[EXERCISE REQUIREMENTS] Return every line of the material below that contains the word "scale", treating uppercase and lowercase letters as distinct.

— Start EXCERPTED RECORDS —

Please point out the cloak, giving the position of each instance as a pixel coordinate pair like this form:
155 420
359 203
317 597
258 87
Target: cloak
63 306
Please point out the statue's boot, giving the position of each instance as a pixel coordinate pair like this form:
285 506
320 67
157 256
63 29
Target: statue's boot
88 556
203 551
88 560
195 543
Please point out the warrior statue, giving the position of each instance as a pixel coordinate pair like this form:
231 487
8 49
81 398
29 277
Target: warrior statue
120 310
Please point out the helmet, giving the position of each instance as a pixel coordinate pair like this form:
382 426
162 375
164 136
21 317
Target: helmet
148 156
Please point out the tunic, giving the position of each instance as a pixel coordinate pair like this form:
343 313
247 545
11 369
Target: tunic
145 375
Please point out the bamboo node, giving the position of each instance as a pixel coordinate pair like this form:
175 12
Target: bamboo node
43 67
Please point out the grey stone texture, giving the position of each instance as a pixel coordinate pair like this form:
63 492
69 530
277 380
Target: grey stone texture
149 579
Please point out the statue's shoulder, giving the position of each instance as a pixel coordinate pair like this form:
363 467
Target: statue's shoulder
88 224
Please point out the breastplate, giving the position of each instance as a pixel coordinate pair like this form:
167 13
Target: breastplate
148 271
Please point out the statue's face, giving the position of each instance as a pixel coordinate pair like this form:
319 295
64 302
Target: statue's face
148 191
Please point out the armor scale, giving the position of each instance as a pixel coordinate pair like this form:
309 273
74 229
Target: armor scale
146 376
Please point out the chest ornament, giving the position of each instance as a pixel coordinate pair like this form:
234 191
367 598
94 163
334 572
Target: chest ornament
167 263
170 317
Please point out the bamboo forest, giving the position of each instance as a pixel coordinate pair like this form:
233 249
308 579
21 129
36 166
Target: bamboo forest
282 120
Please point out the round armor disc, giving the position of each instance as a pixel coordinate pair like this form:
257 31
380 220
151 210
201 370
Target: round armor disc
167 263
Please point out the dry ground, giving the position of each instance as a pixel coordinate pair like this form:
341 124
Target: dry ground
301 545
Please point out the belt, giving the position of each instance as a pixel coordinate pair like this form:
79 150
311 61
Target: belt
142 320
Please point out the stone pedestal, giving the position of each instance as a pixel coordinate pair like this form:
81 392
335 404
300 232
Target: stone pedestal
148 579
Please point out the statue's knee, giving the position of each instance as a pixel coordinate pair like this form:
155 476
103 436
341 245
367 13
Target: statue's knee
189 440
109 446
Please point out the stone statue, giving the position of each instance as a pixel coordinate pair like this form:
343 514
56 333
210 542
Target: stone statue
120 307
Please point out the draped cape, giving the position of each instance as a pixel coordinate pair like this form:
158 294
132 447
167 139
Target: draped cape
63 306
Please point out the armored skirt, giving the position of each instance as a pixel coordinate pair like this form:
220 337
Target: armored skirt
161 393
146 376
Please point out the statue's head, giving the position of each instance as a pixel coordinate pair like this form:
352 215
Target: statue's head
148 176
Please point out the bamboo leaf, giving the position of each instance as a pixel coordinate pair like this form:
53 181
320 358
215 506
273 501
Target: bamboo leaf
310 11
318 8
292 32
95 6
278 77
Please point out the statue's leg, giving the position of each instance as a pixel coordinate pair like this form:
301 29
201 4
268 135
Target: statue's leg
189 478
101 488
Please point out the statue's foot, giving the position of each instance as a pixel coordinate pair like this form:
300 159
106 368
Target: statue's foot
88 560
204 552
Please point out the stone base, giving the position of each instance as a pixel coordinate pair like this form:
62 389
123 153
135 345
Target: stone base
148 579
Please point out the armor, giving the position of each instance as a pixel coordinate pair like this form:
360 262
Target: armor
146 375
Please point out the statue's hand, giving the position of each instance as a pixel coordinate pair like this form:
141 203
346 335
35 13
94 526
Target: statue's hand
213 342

— End EXCERPTED RECORDS —
— Start EXCERPTED RECORDS —

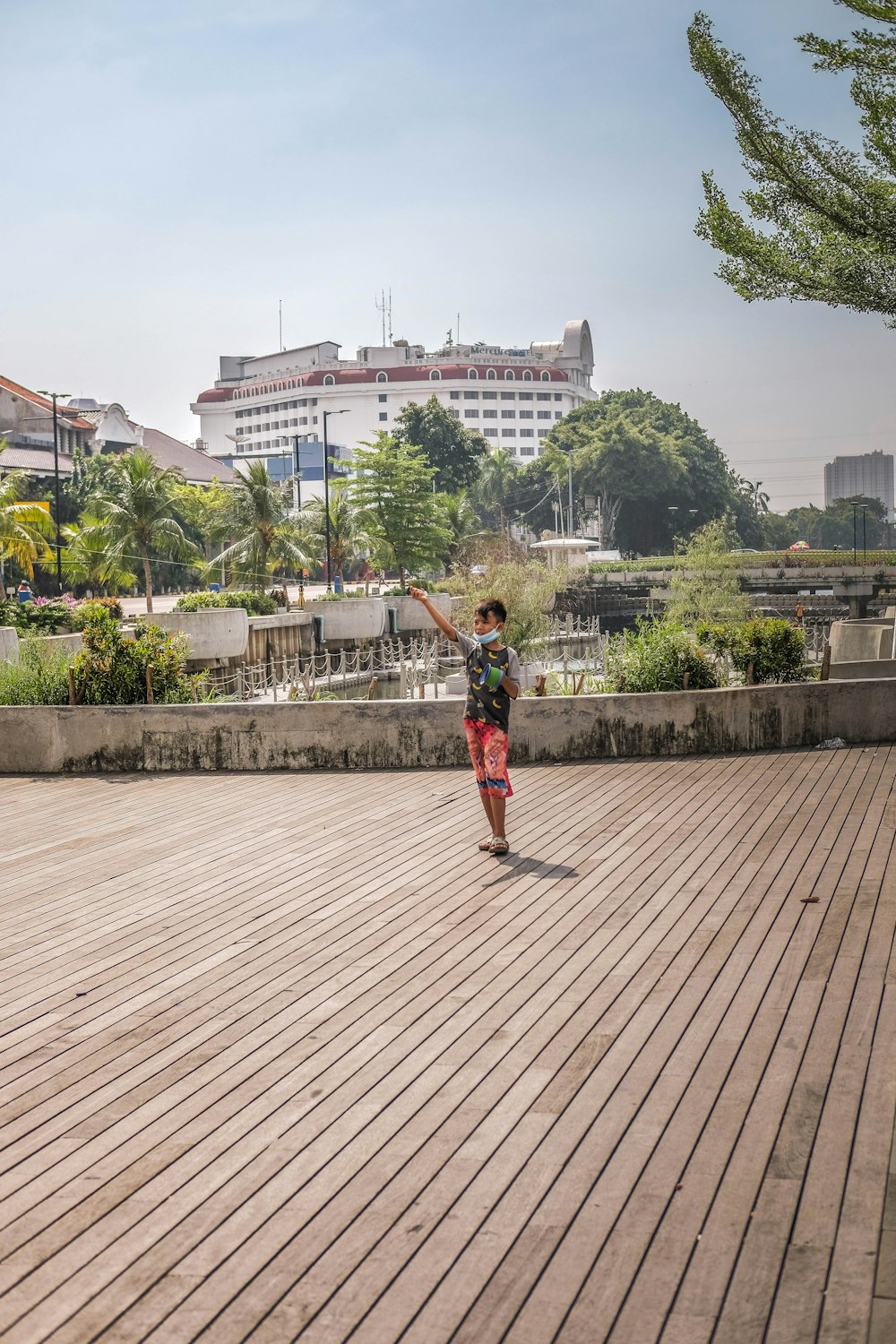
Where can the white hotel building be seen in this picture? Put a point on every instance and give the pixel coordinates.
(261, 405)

— End EXCERPTED RECORDS —

[ANSWER TO THE TASK]
Please point out the armor scale, giving the position of each instance as a pixel coordinate pair like this form:
Target: armor scale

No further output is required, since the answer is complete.